# WHAT IS REQUIRED:
Reproduce each of the lines below word for word, leaving out the pictures.

— start of DATASET —

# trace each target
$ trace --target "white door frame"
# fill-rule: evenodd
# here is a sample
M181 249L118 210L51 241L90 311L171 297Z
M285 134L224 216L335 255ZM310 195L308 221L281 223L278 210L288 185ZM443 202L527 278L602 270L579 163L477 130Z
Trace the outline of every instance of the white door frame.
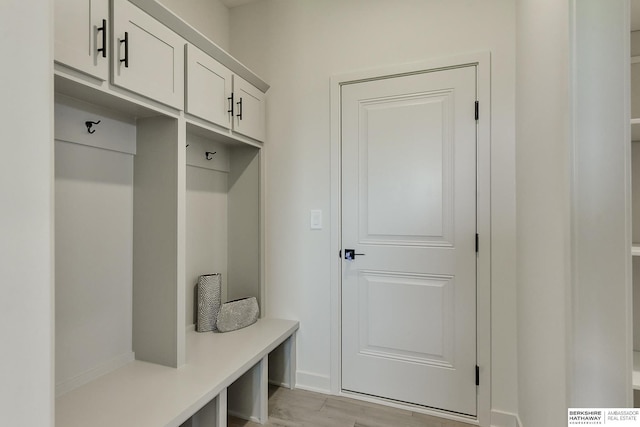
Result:
M372 80L380 77L411 74L425 70L436 70L477 66L477 93L480 102L478 120L478 175L477 175L477 222L480 236L480 250L477 264L477 360L480 366L478 386L478 415L480 426L489 426L491 418L491 54L489 52L470 53L428 61L394 65L383 68L355 71L331 77L331 393L342 395L342 260L338 257L341 249L341 86L348 82ZM350 397L376 401L372 398ZM383 399L385 404L411 409L416 412L444 416L469 421L419 406L402 405Z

— end of DATASET —

# SOLUTION FOR THIS TASK:
# trace each target
$ trace --target "white door frame"
# fill-rule: evenodd
# here is a sample
M181 249L118 210L51 241L90 311L171 297Z
M285 134L224 216L335 255ZM310 195L308 221L281 223L278 210L288 185ZM443 202L527 278L602 270L579 163L477 130Z
Trace the outline of every instance of the white door frame.
Result:
M372 80L380 77L411 74L425 70L436 70L477 66L477 93L480 102L478 120L478 175L477 175L477 222L480 236L480 250L477 264L477 360L480 366L478 386L478 415L480 426L489 426L491 418L491 54L489 52L470 53L428 61L394 65L383 68L355 71L331 77L331 393L342 395L342 260L338 257L341 249L341 86L348 82ZM350 397L376 401L372 398ZM383 399L385 404L411 409L416 412L444 416L469 421L419 406L402 405Z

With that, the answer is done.